**PROVIDED DATA**
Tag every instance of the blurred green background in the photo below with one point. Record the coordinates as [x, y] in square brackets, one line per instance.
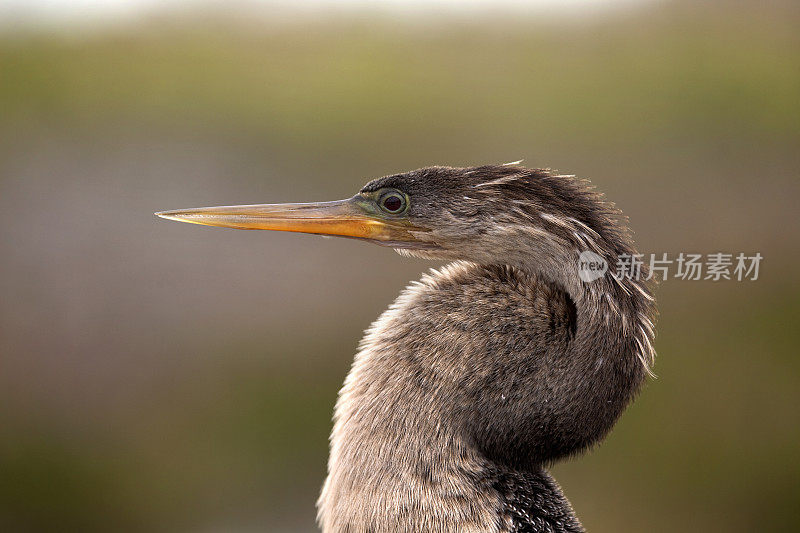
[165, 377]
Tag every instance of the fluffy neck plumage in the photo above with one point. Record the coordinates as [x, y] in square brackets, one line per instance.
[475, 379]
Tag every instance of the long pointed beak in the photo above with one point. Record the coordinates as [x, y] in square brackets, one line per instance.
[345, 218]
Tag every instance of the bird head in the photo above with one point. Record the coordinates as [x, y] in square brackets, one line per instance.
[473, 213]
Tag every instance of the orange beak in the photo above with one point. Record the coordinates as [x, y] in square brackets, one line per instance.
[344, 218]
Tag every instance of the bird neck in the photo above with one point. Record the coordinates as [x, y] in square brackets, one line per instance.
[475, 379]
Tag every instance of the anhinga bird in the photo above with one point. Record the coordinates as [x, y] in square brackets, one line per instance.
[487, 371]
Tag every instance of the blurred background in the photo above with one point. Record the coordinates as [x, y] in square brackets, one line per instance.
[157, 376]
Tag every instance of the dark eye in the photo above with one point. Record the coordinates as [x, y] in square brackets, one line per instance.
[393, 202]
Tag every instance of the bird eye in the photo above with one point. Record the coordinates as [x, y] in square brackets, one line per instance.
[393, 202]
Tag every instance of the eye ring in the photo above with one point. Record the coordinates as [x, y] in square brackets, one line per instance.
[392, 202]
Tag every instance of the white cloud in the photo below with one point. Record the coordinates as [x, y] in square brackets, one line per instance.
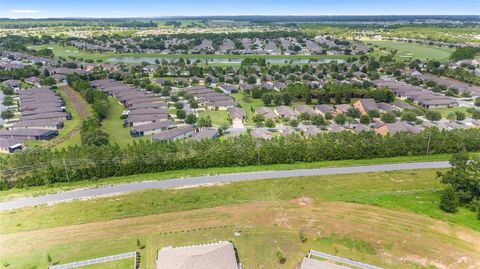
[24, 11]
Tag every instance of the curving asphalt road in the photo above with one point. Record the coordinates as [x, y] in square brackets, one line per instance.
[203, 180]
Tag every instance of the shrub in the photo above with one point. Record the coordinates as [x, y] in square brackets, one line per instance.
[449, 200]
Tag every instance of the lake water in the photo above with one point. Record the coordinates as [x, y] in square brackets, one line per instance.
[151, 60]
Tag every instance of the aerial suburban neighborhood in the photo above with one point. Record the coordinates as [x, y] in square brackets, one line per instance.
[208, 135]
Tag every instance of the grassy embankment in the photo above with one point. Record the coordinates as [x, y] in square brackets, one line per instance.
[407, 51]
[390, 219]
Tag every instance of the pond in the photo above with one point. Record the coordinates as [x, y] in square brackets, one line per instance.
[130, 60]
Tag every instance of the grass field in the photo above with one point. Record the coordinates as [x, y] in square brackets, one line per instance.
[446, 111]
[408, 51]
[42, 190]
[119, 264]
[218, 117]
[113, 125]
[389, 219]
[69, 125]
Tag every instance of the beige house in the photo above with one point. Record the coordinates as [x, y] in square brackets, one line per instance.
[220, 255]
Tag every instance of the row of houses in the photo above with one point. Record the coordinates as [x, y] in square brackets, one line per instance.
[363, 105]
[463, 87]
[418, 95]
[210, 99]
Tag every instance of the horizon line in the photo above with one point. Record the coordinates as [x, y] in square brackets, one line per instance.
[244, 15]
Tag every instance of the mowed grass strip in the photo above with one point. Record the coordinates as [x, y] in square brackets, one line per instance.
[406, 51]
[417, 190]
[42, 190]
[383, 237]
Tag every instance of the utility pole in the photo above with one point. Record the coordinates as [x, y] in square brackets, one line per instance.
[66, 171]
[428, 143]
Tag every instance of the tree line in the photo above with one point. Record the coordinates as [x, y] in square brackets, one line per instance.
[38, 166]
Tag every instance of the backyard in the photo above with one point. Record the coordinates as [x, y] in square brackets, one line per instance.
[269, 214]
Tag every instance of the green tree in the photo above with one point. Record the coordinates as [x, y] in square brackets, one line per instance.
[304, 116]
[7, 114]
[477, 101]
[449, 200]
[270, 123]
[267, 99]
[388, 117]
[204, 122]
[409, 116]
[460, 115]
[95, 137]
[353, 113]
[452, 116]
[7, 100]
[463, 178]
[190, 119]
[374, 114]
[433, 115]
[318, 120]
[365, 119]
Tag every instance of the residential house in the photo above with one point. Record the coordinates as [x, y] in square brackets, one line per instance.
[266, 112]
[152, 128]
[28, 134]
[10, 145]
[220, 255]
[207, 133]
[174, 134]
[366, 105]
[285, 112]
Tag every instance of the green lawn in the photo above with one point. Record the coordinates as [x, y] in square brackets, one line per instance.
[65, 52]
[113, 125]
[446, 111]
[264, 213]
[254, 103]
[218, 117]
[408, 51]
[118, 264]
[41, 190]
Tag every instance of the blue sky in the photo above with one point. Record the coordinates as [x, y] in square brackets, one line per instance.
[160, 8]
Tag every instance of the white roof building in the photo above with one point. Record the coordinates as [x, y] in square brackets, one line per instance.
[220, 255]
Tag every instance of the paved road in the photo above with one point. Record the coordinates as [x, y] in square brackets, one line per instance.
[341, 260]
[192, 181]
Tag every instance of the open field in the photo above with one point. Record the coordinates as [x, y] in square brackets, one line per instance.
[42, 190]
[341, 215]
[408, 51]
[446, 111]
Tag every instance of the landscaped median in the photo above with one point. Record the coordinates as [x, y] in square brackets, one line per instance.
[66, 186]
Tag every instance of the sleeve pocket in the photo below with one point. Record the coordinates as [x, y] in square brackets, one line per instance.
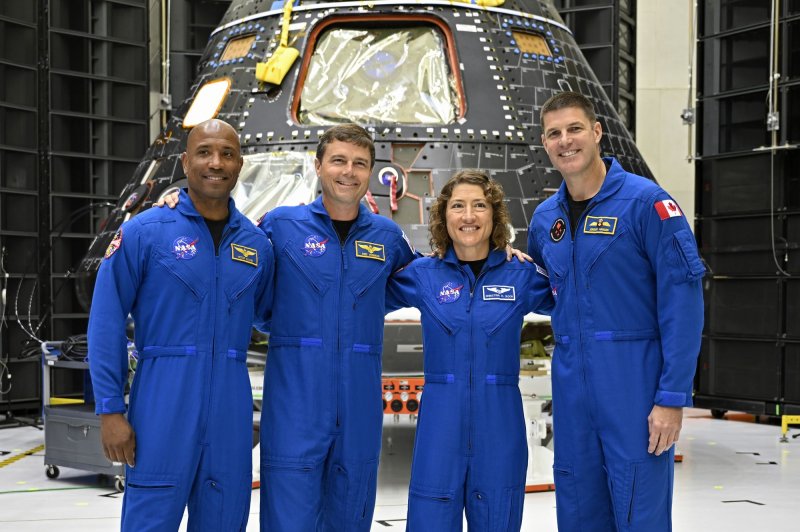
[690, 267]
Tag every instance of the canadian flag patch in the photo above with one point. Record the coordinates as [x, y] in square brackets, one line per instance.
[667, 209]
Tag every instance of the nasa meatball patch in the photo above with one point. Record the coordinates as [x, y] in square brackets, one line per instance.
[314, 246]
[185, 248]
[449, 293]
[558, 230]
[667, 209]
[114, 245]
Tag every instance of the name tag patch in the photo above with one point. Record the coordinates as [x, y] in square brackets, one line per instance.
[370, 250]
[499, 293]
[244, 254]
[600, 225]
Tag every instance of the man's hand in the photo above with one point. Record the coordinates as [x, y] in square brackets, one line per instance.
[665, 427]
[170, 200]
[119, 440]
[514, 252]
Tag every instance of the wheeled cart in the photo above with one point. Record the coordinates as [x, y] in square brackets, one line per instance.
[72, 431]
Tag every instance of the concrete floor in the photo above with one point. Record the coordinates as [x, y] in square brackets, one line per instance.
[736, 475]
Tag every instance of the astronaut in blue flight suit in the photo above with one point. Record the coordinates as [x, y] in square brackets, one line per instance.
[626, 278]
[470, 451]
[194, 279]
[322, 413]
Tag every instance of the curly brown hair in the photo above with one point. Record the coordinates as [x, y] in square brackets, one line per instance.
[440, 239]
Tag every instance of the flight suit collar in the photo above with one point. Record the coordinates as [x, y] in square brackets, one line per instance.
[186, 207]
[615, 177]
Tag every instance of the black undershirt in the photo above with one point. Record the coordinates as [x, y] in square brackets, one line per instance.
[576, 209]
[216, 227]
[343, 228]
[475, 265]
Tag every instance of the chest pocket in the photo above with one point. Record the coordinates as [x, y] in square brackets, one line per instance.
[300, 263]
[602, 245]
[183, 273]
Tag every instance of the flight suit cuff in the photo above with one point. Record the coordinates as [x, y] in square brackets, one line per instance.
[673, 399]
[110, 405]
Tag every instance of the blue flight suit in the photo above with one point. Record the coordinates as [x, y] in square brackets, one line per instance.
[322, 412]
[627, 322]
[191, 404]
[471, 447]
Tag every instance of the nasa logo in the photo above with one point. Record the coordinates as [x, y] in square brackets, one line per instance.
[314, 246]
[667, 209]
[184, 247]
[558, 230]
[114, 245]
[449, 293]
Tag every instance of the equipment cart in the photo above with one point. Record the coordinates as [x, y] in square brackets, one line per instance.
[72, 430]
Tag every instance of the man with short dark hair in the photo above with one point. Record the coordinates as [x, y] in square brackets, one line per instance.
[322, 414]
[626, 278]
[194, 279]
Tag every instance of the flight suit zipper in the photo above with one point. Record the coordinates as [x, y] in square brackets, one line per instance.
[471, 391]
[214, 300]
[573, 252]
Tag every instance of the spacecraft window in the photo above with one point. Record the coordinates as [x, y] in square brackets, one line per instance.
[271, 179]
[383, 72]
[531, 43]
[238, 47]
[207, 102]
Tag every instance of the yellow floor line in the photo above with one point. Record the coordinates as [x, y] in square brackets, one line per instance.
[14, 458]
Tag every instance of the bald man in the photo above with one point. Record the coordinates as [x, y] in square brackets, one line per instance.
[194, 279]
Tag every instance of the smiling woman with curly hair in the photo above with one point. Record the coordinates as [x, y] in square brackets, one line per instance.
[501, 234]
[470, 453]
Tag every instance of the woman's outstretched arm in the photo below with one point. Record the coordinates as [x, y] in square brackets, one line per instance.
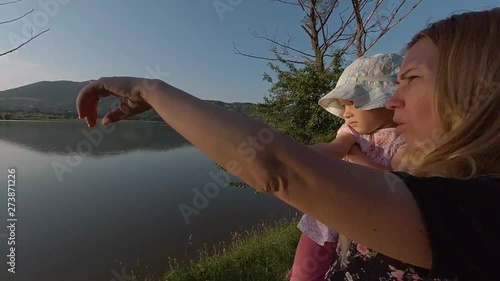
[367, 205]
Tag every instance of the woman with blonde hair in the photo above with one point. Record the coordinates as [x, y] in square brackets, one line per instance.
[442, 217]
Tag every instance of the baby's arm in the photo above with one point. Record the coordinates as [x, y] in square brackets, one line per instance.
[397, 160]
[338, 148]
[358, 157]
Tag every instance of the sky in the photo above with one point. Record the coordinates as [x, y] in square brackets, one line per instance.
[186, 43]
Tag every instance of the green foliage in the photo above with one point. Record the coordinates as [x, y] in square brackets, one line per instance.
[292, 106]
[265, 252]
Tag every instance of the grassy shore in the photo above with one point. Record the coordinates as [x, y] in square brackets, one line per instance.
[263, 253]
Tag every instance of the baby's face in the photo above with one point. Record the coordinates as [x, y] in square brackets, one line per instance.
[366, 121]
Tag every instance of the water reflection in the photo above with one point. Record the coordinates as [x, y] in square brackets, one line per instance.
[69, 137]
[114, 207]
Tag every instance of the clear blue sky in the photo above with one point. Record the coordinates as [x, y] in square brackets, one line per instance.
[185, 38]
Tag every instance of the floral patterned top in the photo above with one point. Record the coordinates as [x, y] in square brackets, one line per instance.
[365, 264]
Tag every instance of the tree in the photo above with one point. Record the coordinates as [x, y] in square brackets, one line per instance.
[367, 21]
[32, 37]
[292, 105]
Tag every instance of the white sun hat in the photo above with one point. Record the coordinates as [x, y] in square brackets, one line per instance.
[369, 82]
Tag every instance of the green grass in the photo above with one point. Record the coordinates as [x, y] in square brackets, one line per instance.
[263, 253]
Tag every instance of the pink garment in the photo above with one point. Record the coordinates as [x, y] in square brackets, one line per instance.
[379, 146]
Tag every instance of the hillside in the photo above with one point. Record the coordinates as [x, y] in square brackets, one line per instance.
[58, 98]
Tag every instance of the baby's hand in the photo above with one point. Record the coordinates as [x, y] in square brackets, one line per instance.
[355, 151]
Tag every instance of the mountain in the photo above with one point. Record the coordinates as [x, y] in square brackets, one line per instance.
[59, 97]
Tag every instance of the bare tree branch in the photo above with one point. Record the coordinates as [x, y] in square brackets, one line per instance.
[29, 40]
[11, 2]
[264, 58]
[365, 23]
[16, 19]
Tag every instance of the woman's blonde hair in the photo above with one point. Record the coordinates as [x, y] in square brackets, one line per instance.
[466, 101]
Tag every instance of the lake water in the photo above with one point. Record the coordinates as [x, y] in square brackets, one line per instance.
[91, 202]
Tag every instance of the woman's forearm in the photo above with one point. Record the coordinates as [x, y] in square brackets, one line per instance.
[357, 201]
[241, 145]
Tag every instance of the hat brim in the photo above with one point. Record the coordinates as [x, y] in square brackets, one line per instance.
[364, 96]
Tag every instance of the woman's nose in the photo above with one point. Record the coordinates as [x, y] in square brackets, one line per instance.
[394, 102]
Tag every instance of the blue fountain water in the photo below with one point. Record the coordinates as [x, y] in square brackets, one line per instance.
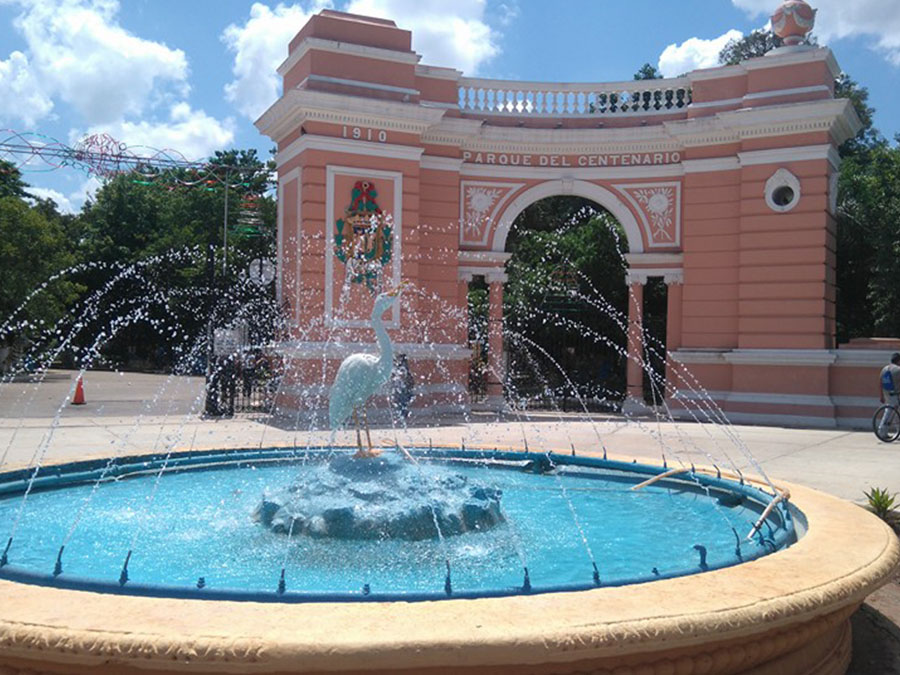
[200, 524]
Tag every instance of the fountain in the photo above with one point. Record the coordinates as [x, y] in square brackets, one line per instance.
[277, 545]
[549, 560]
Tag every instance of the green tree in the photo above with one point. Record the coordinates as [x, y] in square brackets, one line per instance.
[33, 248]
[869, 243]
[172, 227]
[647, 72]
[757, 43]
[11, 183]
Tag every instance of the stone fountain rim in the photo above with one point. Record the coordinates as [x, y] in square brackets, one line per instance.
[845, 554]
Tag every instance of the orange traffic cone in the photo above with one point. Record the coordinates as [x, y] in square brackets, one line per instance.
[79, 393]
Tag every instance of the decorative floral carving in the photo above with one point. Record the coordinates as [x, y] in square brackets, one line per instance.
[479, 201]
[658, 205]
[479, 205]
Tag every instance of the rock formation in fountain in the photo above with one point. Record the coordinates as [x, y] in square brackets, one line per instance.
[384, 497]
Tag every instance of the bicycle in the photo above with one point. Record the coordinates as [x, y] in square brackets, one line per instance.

**AIM**
Only the lines from the one holding "Tag every instance of the fountain" through the end of the listing should be given again, exactly and with both ends included.

**EXERCISE SOLUTION**
Tag every instance of the fountain in the photo above with one point. Record the coordinates as [x, y] in square brackets, one line per instance.
[277, 545]
[549, 560]
Tag every instance of the green tree in the photo above with one point. Record the coordinates as [x, y] in square brackets, one line per instance.
[33, 248]
[869, 243]
[172, 227]
[647, 72]
[757, 43]
[11, 183]
Tag every instance of the stone fountain rim in the photo above with one point. Record the coordinates as [x, y] in square brackets, one line per instance.
[845, 554]
Tag every instance of the orange traffic cone in the photo above with one point. Record the coordinates as [x, y] in square brackets, one line per instance.
[79, 393]
Tag every instance of the decorative floral carving in the photo above with one point. Record the coordinates as [x, y] in square brackets, one line per instance.
[479, 201]
[658, 205]
[479, 205]
Tag every instance of the rock formation in fountain in the photo above with one point. Record the coordinates as [x, y] in square brackets, one line per instance.
[384, 497]
Tag every instance of the bicycle in the photo above with one point. Record the coordinates as [x, y] in square brackets, one line per instance.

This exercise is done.